OBJETIVO DO EXERCÍCIO -
Transcreva literalmente o trecho do texto sobre feminismo que vai de "Conforme explicado, o" até "da sociedade vigente.", inclusive.

TEXTO SELECIONADO -
┌──

O feminismo liberal e o socialista possuem caráter reivindicativo: incorporam demandas específicas a ideologias globais para emancipação humana, e, por conseguinte, para emancipação da mulher. No caso do liberalismo, a ideologia global é um “capitalismo mais humano”, enquanto para o feminismo socialista, a ideologia global é a transformação revolucionária da sociedade para o socialismo. Já as radicais não se inscrevem na luta pela igualdade, justamente porque uma de suas premissas teóricas é a de que existam classes de gênero antagônicas a priori. Desta forma, consideram o feminismo em si a ideologia global capaz de conduzir à abolição do patriarcado e fim da opressão sobre a mulher.

Feminismo liberal e repercussões no século XXI

Conforme explicado, o movimento liberal pelas demandas da mulher teve origem no Renascimento Cultural e posteriormente se expressou no Iluminismo. Uma vez que a ordem burguesa constrói marcos legais da igualdade, esse direito passa a ser pauta das mulheres, que buscavam vê-lo concretizado de fato. Esse feminismo caracteriza-se pelas lutas por reformas que equiparem os direitos das mulheres aos direitos dos homens quanto a propriedades e oportunidades. As suas reivindicações estão no bojo do direito burguês, e se inserem na ordem capitalista, a fim de reformá-la. Teoria, portanto, limitada, pois é funcionalista, ou seja, vê a opressão como aspecto disfuncional que pode ser corrigido, e não como componente estrutural da sociedade vigente.

└──

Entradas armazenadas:
┌──

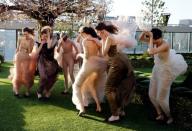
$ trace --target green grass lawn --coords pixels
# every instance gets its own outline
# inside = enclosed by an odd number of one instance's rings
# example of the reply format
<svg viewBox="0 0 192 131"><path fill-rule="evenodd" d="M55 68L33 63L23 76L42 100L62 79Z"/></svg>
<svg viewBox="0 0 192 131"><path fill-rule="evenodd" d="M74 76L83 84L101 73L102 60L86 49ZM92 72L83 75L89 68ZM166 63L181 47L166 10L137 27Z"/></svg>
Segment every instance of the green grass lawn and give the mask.
<svg viewBox="0 0 192 131"><path fill-rule="evenodd" d="M90 105L85 117L78 117L77 110L72 104L71 95L63 96L63 75L54 85L51 99L39 101L36 97L38 78L35 80L31 96L29 98L15 98L12 93L11 81L7 79L9 75L10 63L4 63L0 72L0 131L177 131L175 125L162 125L148 119L147 110L143 105L130 104L126 108L127 116L119 123L109 124L104 122L109 115L107 104L102 104L103 111L95 112L95 105ZM144 71L143 69L137 71ZM151 69L145 70L150 75ZM24 93L24 88L21 90Z"/></svg>

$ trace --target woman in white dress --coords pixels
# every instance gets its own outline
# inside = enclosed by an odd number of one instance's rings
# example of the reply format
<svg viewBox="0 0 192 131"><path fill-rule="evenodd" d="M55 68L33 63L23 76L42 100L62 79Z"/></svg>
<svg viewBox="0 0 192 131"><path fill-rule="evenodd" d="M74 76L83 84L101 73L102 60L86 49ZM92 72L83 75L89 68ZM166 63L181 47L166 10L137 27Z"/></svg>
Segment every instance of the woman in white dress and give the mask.
<svg viewBox="0 0 192 131"><path fill-rule="evenodd" d="M163 40L160 29L153 28L151 31L143 32L140 40L149 43L148 53L154 56L149 98L157 112L156 120L165 120L166 115L166 123L171 124L173 122L169 107L171 84L179 74L186 71L187 64L181 55L170 51L169 44Z"/></svg>
<svg viewBox="0 0 192 131"><path fill-rule="evenodd" d="M80 34L83 39L83 64L72 86L72 101L79 110L79 115L85 112L84 106L87 104L84 99L86 96L83 98L81 93L83 83L93 72L103 74L107 66L106 61L102 57L99 57L101 45L94 29L91 27L84 27L80 30ZM98 109L98 111L100 111L100 109Z"/></svg>

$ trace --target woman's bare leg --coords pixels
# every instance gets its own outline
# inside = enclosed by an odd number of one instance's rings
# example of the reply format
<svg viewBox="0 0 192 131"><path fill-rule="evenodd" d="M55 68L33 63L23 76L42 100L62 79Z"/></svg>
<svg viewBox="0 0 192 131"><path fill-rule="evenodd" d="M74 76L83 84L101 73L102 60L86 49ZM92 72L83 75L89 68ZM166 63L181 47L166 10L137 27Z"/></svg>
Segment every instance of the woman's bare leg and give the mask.
<svg viewBox="0 0 192 131"><path fill-rule="evenodd" d="M67 63L63 63L63 73L64 73L64 84L65 84L65 88L64 88L64 93L66 93L68 91L68 65Z"/></svg>

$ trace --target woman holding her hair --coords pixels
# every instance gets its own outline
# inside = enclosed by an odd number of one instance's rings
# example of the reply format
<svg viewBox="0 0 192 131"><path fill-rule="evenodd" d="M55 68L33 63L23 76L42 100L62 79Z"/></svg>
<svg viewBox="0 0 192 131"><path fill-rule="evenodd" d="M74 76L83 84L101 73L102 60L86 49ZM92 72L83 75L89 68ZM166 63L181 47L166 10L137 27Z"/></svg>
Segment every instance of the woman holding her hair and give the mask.
<svg viewBox="0 0 192 131"><path fill-rule="evenodd" d="M177 55L170 51L169 44L163 40L160 29L153 28L151 31L143 32L140 40L148 43L148 53L154 56L155 64L150 79L149 98L157 112L156 120L165 120L166 116L166 123L171 124L173 122L169 107L171 84L176 76L185 72L187 64L182 57L175 57ZM178 66L179 73L173 68L178 65L177 63L183 63L182 66Z"/></svg>
<svg viewBox="0 0 192 131"><path fill-rule="evenodd" d="M120 120L124 116L124 107L130 102L130 98L135 88L135 77L133 68L127 56L117 50L118 44L116 39L118 29L104 22L96 26L98 36L102 39L102 55L107 57L108 74L105 83L105 95L111 109L109 122Z"/></svg>
<svg viewBox="0 0 192 131"><path fill-rule="evenodd" d="M49 98L51 89L57 80L58 63L54 59L54 48L56 46L57 38L53 37L52 29L45 26L41 30L41 42L36 42L38 46L42 46L39 50L39 57L37 67L40 75L39 88L37 90L38 99L45 95Z"/></svg>

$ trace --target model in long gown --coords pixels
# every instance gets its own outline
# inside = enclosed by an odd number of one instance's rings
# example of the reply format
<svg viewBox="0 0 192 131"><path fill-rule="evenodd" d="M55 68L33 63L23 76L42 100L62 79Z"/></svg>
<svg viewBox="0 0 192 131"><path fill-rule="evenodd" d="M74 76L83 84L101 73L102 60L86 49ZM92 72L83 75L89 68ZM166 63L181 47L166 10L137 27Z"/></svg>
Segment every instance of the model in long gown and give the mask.
<svg viewBox="0 0 192 131"><path fill-rule="evenodd" d="M29 91L33 86L34 68L36 57L33 55L33 39L26 40L25 37L19 39L19 46L15 54L14 67L10 69L9 79L12 80L13 92L19 96L19 89L22 85L27 87L25 96L29 96Z"/></svg>
<svg viewBox="0 0 192 131"><path fill-rule="evenodd" d="M40 46L41 43L38 43ZM40 75L39 88L37 90L38 98L42 98L43 93L45 97L50 97L51 89L57 80L58 63L54 59L54 48L56 44L51 48L47 47L47 43L43 44L43 47L38 57L38 71Z"/></svg>
<svg viewBox="0 0 192 131"><path fill-rule="evenodd" d="M106 76L106 60L99 57L100 46L95 37L94 29L91 27L84 27L82 31L83 36L83 64L75 77L73 83L72 102L79 110L79 115L85 112L84 106L90 103L89 98L93 98L97 104L97 111L101 111L100 98L103 98L104 91L102 86L105 82ZM86 32L86 30L88 30ZM94 36L90 34L92 32ZM102 79L102 80L101 80ZM100 81L100 83L98 82ZM104 82L103 82L104 81ZM102 84L102 85L100 85ZM98 98L99 97L99 98Z"/></svg>
<svg viewBox="0 0 192 131"><path fill-rule="evenodd" d="M127 56L117 52L116 45L111 45L108 56L105 94L112 115L124 115L124 107L130 102L136 85L133 68Z"/></svg>

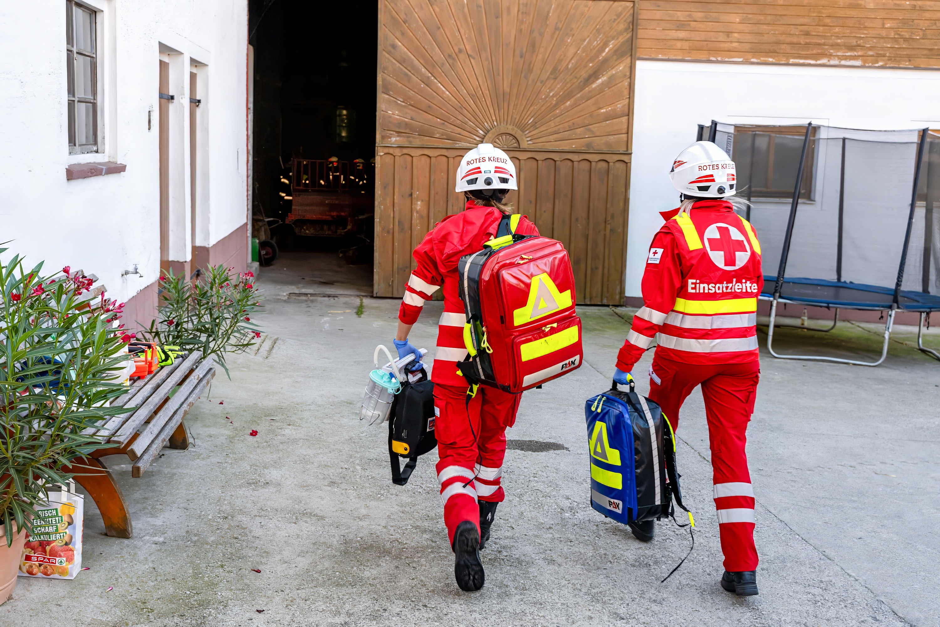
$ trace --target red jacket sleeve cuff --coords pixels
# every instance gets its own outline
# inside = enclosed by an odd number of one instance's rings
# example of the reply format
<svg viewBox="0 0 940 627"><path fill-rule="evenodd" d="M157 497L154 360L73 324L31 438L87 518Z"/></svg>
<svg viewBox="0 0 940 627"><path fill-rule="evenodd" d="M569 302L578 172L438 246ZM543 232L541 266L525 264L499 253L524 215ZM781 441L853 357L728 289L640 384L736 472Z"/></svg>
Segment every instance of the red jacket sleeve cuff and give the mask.
<svg viewBox="0 0 940 627"><path fill-rule="evenodd" d="M405 324L414 324L417 321L417 317L421 315L423 308L401 301L401 306L399 307L399 320Z"/></svg>
<svg viewBox="0 0 940 627"><path fill-rule="evenodd" d="M639 351L640 354L643 353L643 350L639 347L623 342L623 346L620 347L619 352L617 353L617 368L624 372L632 371L640 356L634 354L636 351Z"/></svg>

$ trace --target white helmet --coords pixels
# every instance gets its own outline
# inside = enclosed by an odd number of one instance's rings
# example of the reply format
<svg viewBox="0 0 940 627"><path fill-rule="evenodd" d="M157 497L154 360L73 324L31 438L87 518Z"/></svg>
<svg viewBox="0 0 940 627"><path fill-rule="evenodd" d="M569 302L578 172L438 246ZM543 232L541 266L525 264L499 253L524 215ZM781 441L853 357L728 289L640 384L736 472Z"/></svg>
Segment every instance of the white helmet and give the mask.
<svg viewBox="0 0 940 627"><path fill-rule="evenodd" d="M734 162L713 142L696 142L679 153L669 170L672 186L686 196L722 198L734 196Z"/></svg>
<svg viewBox="0 0 940 627"><path fill-rule="evenodd" d="M480 144L463 155L457 168L456 191L482 190L484 196L492 196L495 190L502 190L496 196L505 196L510 189L519 189L516 166L505 152L493 144Z"/></svg>

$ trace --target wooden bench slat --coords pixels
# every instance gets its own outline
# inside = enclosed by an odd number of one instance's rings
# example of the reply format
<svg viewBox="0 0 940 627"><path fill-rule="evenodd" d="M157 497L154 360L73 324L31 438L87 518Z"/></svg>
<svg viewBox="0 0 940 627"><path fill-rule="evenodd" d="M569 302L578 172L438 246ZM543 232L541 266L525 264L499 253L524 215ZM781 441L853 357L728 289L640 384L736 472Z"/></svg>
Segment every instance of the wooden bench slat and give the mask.
<svg viewBox="0 0 940 627"><path fill-rule="evenodd" d="M145 429L140 433L134 443L128 447L127 456L131 458L131 461L136 460L140 457L140 454L147 448L148 445L153 441L153 438L157 436L160 430L163 429L166 420L173 415L173 412L176 408L183 401L184 399L189 397L190 392L196 387L196 384L206 376L209 368L212 367L212 361L211 359L204 360L199 364L196 368L190 373L183 384L177 390L176 394L173 395L172 399L168 399L166 404L163 406L160 412L150 420Z"/></svg>
<svg viewBox="0 0 940 627"><path fill-rule="evenodd" d="M153 375L155 375L156 373L157 373L156 371L151 372L146 377L141 377L140 379L137 379L137 381L131 384L130 389L128 389L128 391L125 392L122 396L119 396L117 399L115 399L114 402L111 403L111 406L123 407L125 403L127 403L131 399L134 397L135 394L137 394L137 392L144 389L144 385L146 385L147 383L150 379L152 379Z"/></svg>
<svg viewBox="0 0 940 627"><path fill-rule="evenodd" d="M117 442L122 447L127 444L131 437L137 431L137 428L140 427L145 420L150 417L150 414L152 414L153 410L157 408L157 405L162 403L166 397L169 396L170 390L176 387L180 379L189 374L193 366L197 363L201 357L201 351L194 351L181 364L180 364L178 360L173 362L170 366L164 366L164 368L172 369L163 379L163 384L157 388L156 392L150 395L149 399L137 407L137 411L135 411L124 422L124 424L121 425L120 429L118 430L118 432L115 435L111 436L111 441ZM157 380L154 379L154 381L150 382L150 384L153 384ZM144 392L140 392L137 396L140 396ZM133 399L131 402L133 403L135 400L136 399Z"/></svg>
<svg viewBox="0 0 940 627"><path fill-rule="evenodd" d="M140 454L140 457L137 458L131 469L132 477L139 478L144 474L144 471L150 465L150 462L156 458L157 453L159 453L160 449L164 447L164 445L169 441L170 436L173 435L173 431L175 431L177 427L180 426L183 417L189 413L189 410L192 409L193 405L196 404L196 401L206 390L206 387L209 386L210 382L212 382L214 377L215 368L210 368L206 376L199 380L199 382L196 384L196 387L190 393L189 397L186 398L186 400L184 400L183 403L177 408L170 419L166 421L165 425L164 425L164 428L160 430L160 433L153 439L152 442L150 442L150 446L144 449L144 451Z"/></svg>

└──

RESPOSTA DA TAREFA -
Conforme explicado, o movimento liberal pelas demandas da mulher teve origem no Renascimento Cultural e posteriormente se expressou no Iluminismo. Uma vez que a ordem burguesa constrói marcos legais da igualdade, esse direito passa a ser pauta das mulheres, que buscavam vê-lo concretizado de fato. Esse feminismo caracteriza-se pelas lutas por reformas que equiparem os direitos das mulheres aos direitos dos homens quanto a propriedades e oportunidades. As suas reivindicações estão no bojo do direito burguês, e se inserem na ordem capitalista, a fim de reformá-la. Teoria, portanto, limitada, pois é funcionalista, ou seja, vê a opressão como aspecto disfuncional que pode ser corrigido, e não como componente estrutural da sociedade vigente.